AIM OF THE TASK: Go through the data and copy every line exactly, but not the images.

Dataset items

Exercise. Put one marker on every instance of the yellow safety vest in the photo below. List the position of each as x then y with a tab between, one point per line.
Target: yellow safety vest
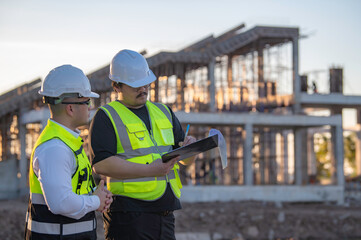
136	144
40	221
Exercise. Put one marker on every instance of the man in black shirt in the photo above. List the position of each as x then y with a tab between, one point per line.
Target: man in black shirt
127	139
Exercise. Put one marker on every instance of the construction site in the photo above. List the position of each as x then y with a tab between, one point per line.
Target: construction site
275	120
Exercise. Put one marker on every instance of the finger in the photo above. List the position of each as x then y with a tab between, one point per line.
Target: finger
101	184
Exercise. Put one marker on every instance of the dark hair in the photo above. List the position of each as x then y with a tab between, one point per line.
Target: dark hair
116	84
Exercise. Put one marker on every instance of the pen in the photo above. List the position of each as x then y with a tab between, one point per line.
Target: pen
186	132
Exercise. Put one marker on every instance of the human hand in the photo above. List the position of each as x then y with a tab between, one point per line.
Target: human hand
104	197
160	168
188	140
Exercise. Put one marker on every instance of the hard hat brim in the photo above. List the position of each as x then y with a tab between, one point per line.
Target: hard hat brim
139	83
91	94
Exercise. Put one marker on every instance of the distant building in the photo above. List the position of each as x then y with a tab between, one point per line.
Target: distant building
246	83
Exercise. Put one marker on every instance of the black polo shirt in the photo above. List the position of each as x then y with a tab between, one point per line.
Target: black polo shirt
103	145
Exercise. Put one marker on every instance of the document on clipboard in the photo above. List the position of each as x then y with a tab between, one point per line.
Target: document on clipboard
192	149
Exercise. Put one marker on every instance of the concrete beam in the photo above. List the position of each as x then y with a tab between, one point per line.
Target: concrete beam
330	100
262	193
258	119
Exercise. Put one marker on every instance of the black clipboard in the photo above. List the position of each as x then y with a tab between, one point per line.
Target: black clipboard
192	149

COMPLETED TASK:
Exercise. Put one marker on every instance of the yellow safety vest in the photo below. List the position of each as x then y with a tab between, one point per line.
Target: yellow safety vest
136	144
40	221
Exercise. Put one marker on every instance of the man in black shirt in the photo above. List the position of each as x then y with a tab between, one point per line.
Target: man in black shirt
127	139
Exercise. Put one marker on every instance of the construction site in the photo above. List the position of each as x then y with a tab between, one point per line.
Target: construction site
275	120
Exercise. Put one marker on every instance of the finger in the photo above. List the position of each as x then y with a tab between, one point per line.
Target: finger
101	184
Exercise. Put one marker on every instance of the dark hair in the photo above. List the position of each as x then y with a tab between, one point per line.
Target: dark hair
116	84
Exercise. Put one marker on every instance of the pen in the photo above. List the position of each as x then y with a tab between, one point per line.
Target: pen
186	132
Exercise. Put one marker on every instance of the human hand in the photo above. List the position of each as x then y with a tab between, one point per line.
Target: human hand
104	197
160	168
188	140
Exercise. Put one marker on every instance of the hard hat brim in the photo above. List the position of each as x then y with a tab between, one point per line.
Target: hard hat brim
139	83
91	94
Exercise. Put one marker on every instance of the distant building in the photo above. List the position of each as x then y with a tab between, one point per line.
Target: distant building
246	83
Exercise. Put one marker on every instance of the black polo shirt in the photo above. List the position of each as x then y with a tab between, one point per line.
Target: black polo shirt
103	145
Exercise. Put one marker on every instance of the document on clipboard in the photo above. List the position of each as x then y with a tab between, one point per line.
Target: document on clipboard
192	149
Exercise. Put one marker on every instance of the concrete beam in the photo above. List the position of each as x then y with a tab between, one point per line.
Target: concrete beam
330	100
262	193
258	119
Exercise. Put one marker on every instance of the black clipboard in the photo above. List the position of each as x then y with a tab between, one point per line.
Target: black clipboard
192	149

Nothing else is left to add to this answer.